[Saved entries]

==*==

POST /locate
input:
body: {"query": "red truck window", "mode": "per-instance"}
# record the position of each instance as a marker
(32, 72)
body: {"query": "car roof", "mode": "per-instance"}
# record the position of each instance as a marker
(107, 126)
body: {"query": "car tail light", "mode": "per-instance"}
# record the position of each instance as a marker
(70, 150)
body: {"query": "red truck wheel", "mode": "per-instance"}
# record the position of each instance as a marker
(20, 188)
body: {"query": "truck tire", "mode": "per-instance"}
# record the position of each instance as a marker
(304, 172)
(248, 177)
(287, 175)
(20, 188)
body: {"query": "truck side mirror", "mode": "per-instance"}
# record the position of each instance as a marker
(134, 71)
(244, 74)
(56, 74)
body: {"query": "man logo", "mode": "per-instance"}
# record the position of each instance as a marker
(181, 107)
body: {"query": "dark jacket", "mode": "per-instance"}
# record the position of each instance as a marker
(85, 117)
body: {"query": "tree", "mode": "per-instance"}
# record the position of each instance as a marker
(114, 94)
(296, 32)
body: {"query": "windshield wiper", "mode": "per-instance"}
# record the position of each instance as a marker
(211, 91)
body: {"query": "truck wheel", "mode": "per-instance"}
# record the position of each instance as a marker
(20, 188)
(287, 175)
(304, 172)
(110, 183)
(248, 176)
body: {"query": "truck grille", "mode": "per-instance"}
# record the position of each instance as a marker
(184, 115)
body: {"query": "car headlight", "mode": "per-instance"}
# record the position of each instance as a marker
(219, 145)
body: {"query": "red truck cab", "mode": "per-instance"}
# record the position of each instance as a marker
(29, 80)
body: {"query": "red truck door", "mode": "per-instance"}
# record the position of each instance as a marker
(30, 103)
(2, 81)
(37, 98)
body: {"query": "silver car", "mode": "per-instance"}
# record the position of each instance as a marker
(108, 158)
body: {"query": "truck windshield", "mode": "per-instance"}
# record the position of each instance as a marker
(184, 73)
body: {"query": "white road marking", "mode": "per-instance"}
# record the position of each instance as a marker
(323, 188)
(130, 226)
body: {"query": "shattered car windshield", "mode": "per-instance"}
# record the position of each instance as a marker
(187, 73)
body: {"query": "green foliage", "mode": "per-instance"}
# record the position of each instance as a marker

==*==

• [Goal of the exercise] Every entry shown above is to be written out exactly.

• [Response]
POST /locate
input:
body: {"query": "red truck window", "mode": "per-instance"}
# record the position of each instance as a marker
(32, 72)
body: {"query": "car roof", "mode": "per-instance"}
# record the position of each instance as a marker
(107, 126)
body: {"query": "car tail light", "mode": "per-instance"}
# record the position of each instance as a marker
(70, 150)
body: {"query": "red truck wheel", "mode": "per-instance"}
# record the position of each instance as a marker
(20, 188)
body: {"query": "truck tire", "mode": "per-instance"}
# record the position of each instance as a marker
(304, 172)
(248, 177)
(287, 175)
(20, 188)
body: {"query": "truck side mirror", "mode": "per-instance"}
# record the position of each instance as a marker
(134, 71)
(244, 74)
(56, 74)
body: {"query": "man logo", "mode": "per-instance"}
# record the position of each instance as a marker
(181, 107)
body: {"query": "dark jacket", "mode": "per-instance"}
# record the position of each instance as a marker
(85, 117)
body: {"query": "tree", "mode": "per-instance"}
# record the position of each instance as a marker
(114, 94)
(296, 32)
body: {"query": "windshield wiper", "mode": "per-instance"}
# record the position of each instance as a marker
(211, 91)
body: {"query": "truck wheel", "mode": "per-instance"}
# record the position of each instance as a marker
(20, 188)
(287, 175)
(304, 172)
(110, 183)
(248, 176)
body: {"query": "truck grille", "mode": "per-instance"}
# record the position of each instance as a marker
(184, 115)
body: {"query": "car headlight", "mode": "per-instance"}
# record the position of each instance as a marker
(219, 145)
body: {"query": "red truck cab", "mode": "per-instance"}
# record the position of each instance as a marker
(29, 80)
body: {"query": "red truck door", "mode": "per-instance"}
# record the position of each instance as a marker
(30, 103)
(2, 81)
(37, 98)
body: {"query": "silver car", "mode": "per-instance"}
# record the position of each instance as a marker
(108, 158)
body: {"query": "truck windshield", "mode": "per-instance"}
# record the position of each instance as a marker
(184, 73)
body: {"query": "white road marking", "mode": "per-instance"}
# record the position of each instance as a marker
(323, 188)
(130, 226)
body: {"query": "shattered car windshield", "mode": "per-instance"}
# record the position of each instance as a marker
(187, 73)
body: {"query": "green foliage", "mode": "per-instance"}
# record the position of each instance as a marker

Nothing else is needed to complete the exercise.